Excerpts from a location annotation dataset
= = = = = = =
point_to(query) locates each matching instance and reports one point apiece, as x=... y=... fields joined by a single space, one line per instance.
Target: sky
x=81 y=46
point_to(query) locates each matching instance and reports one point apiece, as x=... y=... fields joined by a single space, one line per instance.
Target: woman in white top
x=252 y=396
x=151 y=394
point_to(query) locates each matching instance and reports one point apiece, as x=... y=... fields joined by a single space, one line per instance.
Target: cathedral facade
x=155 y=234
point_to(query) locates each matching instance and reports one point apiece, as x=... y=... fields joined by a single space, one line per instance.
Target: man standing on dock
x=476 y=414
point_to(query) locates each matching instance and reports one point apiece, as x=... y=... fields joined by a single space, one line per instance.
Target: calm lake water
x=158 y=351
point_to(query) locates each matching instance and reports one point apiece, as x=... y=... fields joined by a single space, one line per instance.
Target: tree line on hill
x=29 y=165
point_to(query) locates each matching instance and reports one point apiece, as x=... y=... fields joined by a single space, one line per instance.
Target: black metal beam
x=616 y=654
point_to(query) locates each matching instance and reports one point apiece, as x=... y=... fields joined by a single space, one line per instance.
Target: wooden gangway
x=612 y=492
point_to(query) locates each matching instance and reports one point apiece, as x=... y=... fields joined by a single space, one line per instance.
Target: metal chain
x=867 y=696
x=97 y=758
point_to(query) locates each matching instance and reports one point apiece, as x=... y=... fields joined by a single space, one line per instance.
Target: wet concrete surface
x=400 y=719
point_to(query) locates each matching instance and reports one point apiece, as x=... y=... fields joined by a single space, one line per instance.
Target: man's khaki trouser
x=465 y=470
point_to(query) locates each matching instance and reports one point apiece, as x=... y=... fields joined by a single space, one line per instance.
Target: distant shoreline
= = = = = = =
» Challenge: Starting at the first of the lines above and going on through the line containing "x=158 y=351", write every line out again, requests included. Scale each coordinate in the answers by 1.65 and round to the nearest whole number, with halves rounded up.

» Final answer:
point_to(query) locates each matching instance and reports one point apiece, as x=... y=... fields joined by a single space, one line per instance.
Target: sky
x=134 y=76
point_to(query) locates each matching instance and reports one point apiece, as x=... y=... fields joined by a single space, one line per instance.
Target: woman in white top
x=416 y=653
x=249 y=650
point_to(query) locates each matching instance and reports one point apiece, as x=... y=... fields joined by a single space, one line per instance.
Target: cathedral facade
x=256 y=386
point_to(query) locates each matching instance and reports one point apiece, as x=... y=... fields joined by a single space, one line per instance.
Target: man standing on dock
x=785 y=683
point_to(query) locates each matching instance and reports one point apiece, as x=... y=... fields joined by a single space, one line per instance.
Target: calm lake water
x=261 y=579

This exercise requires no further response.